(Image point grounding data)
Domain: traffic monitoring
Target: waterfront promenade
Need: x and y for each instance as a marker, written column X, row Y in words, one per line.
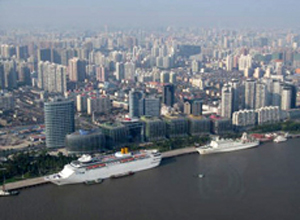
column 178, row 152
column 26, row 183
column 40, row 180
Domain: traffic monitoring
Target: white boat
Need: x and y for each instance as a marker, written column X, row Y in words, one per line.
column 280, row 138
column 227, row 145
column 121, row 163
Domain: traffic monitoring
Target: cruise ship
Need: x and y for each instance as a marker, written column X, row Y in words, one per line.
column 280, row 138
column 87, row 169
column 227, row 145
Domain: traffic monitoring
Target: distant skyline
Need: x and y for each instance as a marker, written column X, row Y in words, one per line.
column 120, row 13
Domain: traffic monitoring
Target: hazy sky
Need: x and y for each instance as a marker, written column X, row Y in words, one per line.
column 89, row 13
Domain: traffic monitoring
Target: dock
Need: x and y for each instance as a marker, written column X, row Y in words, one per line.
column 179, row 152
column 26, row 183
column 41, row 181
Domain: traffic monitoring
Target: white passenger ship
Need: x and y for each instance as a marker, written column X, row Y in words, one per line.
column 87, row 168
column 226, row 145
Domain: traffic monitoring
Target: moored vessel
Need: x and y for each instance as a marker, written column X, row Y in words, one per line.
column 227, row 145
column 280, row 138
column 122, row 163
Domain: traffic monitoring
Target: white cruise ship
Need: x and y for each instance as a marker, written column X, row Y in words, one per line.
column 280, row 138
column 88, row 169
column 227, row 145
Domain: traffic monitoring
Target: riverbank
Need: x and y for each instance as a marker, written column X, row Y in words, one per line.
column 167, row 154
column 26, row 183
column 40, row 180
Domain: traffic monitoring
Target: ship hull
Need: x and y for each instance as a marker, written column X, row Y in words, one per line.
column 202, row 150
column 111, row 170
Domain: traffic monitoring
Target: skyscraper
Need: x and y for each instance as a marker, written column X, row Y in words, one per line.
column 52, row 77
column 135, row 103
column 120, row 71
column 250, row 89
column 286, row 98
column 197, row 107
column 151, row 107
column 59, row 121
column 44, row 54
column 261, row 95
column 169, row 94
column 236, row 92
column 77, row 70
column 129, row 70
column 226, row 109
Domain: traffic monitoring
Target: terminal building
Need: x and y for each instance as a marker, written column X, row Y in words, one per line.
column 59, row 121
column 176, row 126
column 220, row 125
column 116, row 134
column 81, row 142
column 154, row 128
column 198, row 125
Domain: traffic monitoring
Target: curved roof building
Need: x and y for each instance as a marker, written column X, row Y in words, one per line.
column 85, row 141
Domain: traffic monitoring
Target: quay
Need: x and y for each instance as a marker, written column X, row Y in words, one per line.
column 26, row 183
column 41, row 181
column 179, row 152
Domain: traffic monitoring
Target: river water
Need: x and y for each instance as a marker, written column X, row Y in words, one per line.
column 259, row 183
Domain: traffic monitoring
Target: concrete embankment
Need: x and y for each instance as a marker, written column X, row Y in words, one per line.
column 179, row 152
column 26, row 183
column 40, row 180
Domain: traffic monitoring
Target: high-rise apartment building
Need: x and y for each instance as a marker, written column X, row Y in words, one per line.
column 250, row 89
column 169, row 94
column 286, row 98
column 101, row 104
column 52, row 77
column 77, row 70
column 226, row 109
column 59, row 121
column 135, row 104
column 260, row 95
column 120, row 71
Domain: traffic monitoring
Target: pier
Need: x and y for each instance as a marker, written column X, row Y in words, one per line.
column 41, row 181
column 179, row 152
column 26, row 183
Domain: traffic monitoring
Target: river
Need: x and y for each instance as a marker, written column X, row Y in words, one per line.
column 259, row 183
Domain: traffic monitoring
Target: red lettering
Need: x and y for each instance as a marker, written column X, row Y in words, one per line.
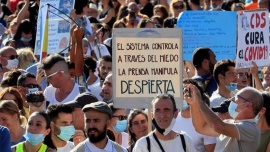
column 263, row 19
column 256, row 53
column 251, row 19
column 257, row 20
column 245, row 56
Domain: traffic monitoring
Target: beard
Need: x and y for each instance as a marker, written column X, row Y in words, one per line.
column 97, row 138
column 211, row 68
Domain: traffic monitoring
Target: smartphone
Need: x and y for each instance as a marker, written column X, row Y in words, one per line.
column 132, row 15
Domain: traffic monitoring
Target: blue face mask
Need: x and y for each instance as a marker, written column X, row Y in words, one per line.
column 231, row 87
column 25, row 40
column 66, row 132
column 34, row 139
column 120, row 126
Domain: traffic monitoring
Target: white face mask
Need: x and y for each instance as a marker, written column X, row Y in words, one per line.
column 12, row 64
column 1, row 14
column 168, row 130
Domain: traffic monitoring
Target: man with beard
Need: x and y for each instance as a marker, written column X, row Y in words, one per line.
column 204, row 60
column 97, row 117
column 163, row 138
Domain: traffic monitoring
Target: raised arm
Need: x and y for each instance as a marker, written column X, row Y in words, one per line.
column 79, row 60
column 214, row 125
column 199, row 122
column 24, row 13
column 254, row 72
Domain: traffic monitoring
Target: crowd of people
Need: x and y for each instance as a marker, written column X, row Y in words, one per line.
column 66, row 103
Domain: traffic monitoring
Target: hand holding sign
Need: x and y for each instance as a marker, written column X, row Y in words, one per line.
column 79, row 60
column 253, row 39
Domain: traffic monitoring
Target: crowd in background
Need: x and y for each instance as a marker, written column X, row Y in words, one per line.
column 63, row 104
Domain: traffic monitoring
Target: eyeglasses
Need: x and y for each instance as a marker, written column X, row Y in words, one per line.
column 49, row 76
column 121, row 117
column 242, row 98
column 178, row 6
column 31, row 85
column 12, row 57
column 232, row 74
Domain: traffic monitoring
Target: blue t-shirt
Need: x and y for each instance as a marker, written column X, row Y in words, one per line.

**ACTIVITY:** Leaving pictures aside, write out each record above exactly as given.

**ANSWER FOR THE TASK:**
Domain: traffic monitoring
Target: waterfront promenade
Need: x and y for each instance as a marker, written column X, row Y in words, one per line.
column 178, row 152
column 26, row 183
column 40, row 180
Domain: traffic monitoring
Target: white boat
Need: x and y for each instance as a marker, written column X, row Y in words, one per line.
column 280, row 138
column 227, row 145
column 121, row 163
Domain: traffic monitoring
Target: cruise ship
Need: x and y for each instance as a marker, written column X, row Y in words, one per line.
column 280, row 138
column 87, row 169
column 227, row 145
Domain: traffic monitoring
Target: distant skyline
Need: x and y for each instance as a marker, written column X, row Y in words, one per line.
column 120, row 13
Domain: traffic monitoring
Target: hazy sky
Need: x and y for each instance as a marker, written column X, row Y in words, one per line.
column 89, row 13
Domain: traffic monitoring
Target: dock
Need: x and y for each instance as a marker, written column X, row Y in words, one per line.
column 179, row 152
column 26, row 183
column 41, row 181
Domain: traffic monitoring
Target: white passenger ship
Need: x and y for each instance as a marker, written column X, row Y in words, one per line.
column 87, row 168
column 226, row 145
Domain: traffic monitoring
Target: moored vessel
Need: x and y for each instance as a marker, written column X, row Y in words, one per line.
column 227, row 145
column 280, row 138
column 122, row 163
Domain: traffic monitoring
Target: white cruise ship
Need: x and y for each instance as a marker, written column X, row Y in words, one per line.
column 280, row 138
column 88, row 169
column 227, row 145
Domain: traffic monitoring
Target: riverbank
Need: x and y for each instance as a marker, written column X, row Y in words, one per line.
column 167, row 154
column 26, row 183
column 40, row 180
Domain: traffic monitoring
Target: ship hull
Need: x and y for each instance as a marker, written column X, row Y in words, one per line.
column 202, row 150
column 111, row 170
Domain: traffic monitoring
Target: skyscraper
Need: x and y for each instance as a marker, written column X, row Y in words, one per line.
column 52, row 77
column 135, row 103
column 120, row 71
column 250, row 89
column 286, row 98
column 197, row 107
column 151, row 107
column 59, row 121
column 44, row 54
column 261, row 95
column 169, row 94
column 236, row 92
column 77, row 70
column 129, row 70
column 226, row 109
Domain: traffic monitoring
Target: terminal building
Need: x and y for each instance as a marker, written column X, row Y in words, one per line.
column 59, row 121
column 176, row 126
column 220, row 125
column 116, row 134
column 81, row 142
column 154, row 128
column 198, row 125
Domain: traffic monitoring
Target: curved roof building
Need: x and y for each instance as a marker, written column X, row Y in words, one per line.
column 85, row 141
Domain: traffic monitoring
Target: quay
Need: x and y for each instance as a marker, written column X, row Y in words, one per line.
column 26, row 183
column 41, row 181
column 179, row 152
Domain: traffic monitoring
Target: river water
Need: x and y for each instance as a marker, written column X, row Y in words, one per line.
column 259, row 183
Domain: traffic monitoring
Target: concrete embankment
Need: x and y for each instance as a marker, written column X, row Y in words, one per line.
column 179, row 152
column 26, row 183
column 40, row 180
Domain: traffic monitoring
Target: high-rise apartment building
Need: x and y for each instance as a marker, written column X, row Y in words, one per line.
column 250, row 89
column 169, row 94
column 286, row 98
column 101, row 104
column 52, row 77
column 77, row 70
column 226, row 109
column 59, row 121
column 135, row 104
column 260, row 95
column 120, row 71
Domain: traffic monitoring
Target: pier
Need: x and y for each instance as a marker, written column X, row Y in words, one per line.
column 41, row 181
column 179, row 152
column 26, row 183
Domain: traffic monitoring
Target: river
Need: x and y for each instance as a marker, written column X, row Y in words, one per line.
column 259, row 183
Domain: traffic monitoring
Target: red lettering
Need: x and y for each instance as a marker, written column X, row Y in words, one per line.
column 263, row 19
column 256, row 53
column 251, row 19
column 257, row 20
column 245, row 56
Domain: traffic monitoring
Target: beard
Need: x and y for each instance as a marker, written column X, row Y in words, one per line.
column 97, row 138
column 211, row 68
Domain: traffic monitoring
Target: smartphone
Need: x and y for each instance as a marker, written column X, row Y in words, one per line.
column 132, row 15
Domain: traffic monitoring
Target: blue face mask
Need: x and y for each instance as a marker, written column X, row Y in words, one per line.
column 231, row 87
column 25, row 40
column 66, row 132
column 34, row 139
column 120, row 126
Domain: traffic monitoring
Target: white face mask
Need: x and y for each instance as a marker, written column X, row Y in words, one per line.
column 12, row 64
column 1, row 14
column 168, row 130
Domain: traffic monitoring
Target: man with beard
Need: x and y for each instance as a marker, written column X, row Y in words, one per line.
column 204, row 60
column 97, row 117
column 163, row 138
Domain: traffic monitoring
Target: raised arm
Need: x and y for each instance as a marker, written column X, row Y in words, one per line.
column 79, row 60
column 214, row 125
column 199, row 122
column 24, row 13
column 254, row 72
Domain: traffic monitoring
Target: crowd of people
Need: x and y for each instance as a marker, written column X, row Y in words, one per line.
column 66, row 103
Domain: traffic monitoring
Target: hand holding sign
Need: x and y for each instance as a marker, written column X, row Y in words, one per line.
column 79, row 60
column 253, row 39
Domain: traffic monitoring
Target: crowd in background
Need: x and y for each instance as a marker, written column X, row Y in words, one per line.
column 63, row 104
Domain: traffic monitoring
Target: eyeglasses
Need: x and y for each instance as a marker, written column X, row Y in words, one per line.
column 49, row 76
column 121, row 117
column 242, row 98
column 178, row 6
column 31, row 85
column 12, row 57
column 232, row 74
Domain: traffic monitoring
Target: blue t-shirt
Need: x and y for each instance as a marker, written column X, row Y in words, one per line.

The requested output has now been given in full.